Réseaux sociaux : qu’est-ce qu’un « propos haineux » ?

Dans un entretien pour Atlantico, notre chargé d’études Rafaël Amselem déplore que la Commission européenne rende obligatoire la suppression de tous les « contenus haineux » par les réseaux sociaux sous peine de fermeture des plateformes. 

 

Pour Rafaël, tout d’abord, la menace d’interdiction d’une plateforme en raison de son contenu paraît disproportionnée : c’est aux individus d’être responsables de leurs propos et non aux plateformes. Comme il l’explique, « cela reviendrait à fermer un établissement (un bar, par exemple) sous prétexte que certains des individus présents tiendraient des propos complotistes, antisémites, etc. »

« Il faut faire la différence entre une haine générale (y compris si celle-ci est spécialement dirigée contre le pouvoir en place, cela fait partie de l’expression politique) et la haine dirigée contre autrui. »

ENTRÉES:
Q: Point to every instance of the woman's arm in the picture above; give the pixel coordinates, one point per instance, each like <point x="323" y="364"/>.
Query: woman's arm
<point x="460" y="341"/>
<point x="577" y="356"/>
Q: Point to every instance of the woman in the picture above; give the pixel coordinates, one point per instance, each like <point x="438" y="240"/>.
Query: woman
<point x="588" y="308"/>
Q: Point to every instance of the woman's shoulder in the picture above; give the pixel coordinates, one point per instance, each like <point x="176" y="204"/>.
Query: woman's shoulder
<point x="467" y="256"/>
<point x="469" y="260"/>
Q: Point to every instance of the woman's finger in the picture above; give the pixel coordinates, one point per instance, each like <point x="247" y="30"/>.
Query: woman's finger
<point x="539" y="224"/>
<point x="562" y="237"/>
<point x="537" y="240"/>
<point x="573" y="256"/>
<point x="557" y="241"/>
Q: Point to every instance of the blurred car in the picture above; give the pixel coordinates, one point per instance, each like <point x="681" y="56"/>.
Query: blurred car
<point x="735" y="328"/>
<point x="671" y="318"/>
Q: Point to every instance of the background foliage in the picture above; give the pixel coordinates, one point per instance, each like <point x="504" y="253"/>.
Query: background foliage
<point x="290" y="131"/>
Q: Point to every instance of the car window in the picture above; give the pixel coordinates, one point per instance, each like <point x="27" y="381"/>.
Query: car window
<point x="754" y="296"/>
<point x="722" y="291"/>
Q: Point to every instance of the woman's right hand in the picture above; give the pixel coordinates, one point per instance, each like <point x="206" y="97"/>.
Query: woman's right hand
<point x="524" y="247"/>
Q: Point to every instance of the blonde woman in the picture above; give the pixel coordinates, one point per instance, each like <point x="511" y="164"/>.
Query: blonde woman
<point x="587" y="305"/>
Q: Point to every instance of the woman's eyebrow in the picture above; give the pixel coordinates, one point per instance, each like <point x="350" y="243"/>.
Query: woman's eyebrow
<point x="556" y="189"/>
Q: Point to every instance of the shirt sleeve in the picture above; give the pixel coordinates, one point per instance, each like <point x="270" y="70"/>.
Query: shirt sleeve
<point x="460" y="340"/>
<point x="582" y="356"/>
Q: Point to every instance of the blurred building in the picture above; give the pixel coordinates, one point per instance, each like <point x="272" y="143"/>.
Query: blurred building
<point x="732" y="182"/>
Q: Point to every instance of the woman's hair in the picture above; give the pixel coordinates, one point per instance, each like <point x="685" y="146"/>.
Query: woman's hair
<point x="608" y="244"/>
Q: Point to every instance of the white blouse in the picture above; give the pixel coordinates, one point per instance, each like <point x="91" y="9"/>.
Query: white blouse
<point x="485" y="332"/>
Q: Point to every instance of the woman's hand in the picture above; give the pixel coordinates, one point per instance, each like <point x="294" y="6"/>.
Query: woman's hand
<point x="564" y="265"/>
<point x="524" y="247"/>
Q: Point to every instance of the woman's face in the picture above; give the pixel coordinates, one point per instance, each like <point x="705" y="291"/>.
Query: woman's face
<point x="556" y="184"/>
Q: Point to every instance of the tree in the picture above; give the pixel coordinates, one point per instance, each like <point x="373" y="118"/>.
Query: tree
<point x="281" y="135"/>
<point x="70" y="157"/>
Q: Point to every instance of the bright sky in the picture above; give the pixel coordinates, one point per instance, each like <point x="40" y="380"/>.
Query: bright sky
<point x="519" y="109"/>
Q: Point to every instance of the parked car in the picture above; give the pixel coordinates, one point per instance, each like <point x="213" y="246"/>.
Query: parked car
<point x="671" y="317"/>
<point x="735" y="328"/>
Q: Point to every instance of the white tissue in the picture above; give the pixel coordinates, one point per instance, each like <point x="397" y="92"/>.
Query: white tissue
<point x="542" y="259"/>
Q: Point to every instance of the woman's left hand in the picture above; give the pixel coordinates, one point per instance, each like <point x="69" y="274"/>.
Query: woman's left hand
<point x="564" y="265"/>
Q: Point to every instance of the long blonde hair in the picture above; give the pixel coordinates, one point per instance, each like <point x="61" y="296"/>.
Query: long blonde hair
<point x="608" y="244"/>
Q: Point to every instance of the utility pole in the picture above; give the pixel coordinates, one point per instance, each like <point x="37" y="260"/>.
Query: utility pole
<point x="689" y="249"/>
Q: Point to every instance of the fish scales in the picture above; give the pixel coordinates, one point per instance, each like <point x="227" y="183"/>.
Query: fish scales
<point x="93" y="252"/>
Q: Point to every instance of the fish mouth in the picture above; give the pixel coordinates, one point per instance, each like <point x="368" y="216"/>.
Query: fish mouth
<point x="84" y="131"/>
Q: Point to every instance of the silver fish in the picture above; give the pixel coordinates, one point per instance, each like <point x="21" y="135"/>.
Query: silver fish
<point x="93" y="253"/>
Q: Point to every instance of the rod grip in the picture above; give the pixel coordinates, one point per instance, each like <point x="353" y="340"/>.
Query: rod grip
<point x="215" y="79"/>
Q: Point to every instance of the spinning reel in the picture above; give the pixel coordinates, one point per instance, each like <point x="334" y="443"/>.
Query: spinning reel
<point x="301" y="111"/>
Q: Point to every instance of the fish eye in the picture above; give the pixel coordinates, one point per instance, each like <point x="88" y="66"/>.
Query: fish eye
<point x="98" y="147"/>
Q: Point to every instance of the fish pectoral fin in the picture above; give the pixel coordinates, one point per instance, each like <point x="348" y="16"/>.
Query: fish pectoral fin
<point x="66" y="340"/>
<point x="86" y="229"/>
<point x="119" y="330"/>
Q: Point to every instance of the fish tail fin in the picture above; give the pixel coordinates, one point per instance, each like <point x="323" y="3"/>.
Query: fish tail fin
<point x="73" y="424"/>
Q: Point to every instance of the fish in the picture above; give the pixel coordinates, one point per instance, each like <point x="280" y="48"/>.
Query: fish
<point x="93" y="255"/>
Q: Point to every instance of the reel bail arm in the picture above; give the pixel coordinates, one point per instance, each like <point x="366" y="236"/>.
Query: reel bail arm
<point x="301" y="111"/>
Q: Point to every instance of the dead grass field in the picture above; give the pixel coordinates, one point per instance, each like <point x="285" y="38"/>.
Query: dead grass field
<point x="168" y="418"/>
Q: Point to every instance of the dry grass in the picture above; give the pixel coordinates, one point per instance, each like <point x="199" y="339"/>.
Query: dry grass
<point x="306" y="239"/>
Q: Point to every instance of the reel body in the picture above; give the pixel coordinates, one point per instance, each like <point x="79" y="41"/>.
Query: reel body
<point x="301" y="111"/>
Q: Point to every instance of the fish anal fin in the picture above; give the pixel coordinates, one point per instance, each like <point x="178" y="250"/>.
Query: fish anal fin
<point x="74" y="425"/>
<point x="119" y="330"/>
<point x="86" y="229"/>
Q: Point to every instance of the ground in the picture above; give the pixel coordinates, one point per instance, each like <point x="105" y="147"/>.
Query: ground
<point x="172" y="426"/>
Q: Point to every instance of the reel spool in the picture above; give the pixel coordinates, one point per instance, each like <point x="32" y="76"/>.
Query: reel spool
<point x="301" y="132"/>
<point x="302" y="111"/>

CONSIGNE: Citez fidèlement le texte sur les propos haineux, depuis « Réseaux sociaux : qu’est-ce » jusqu'à « fermeture des plateformes. » inclus.

RÉPONSE COMPLÈTE:
Réseaux sociaux : qu’est-ce qu’un « propos haineux » ?

Dans un entretien pour Atlantico, notre chargé d’études Rafaël Amselem déplore que la Commission européenne rende obligatoire la suppression de tous les « contenus haineux » par les réseaux sociaux sous peine de fermeture des plateformes.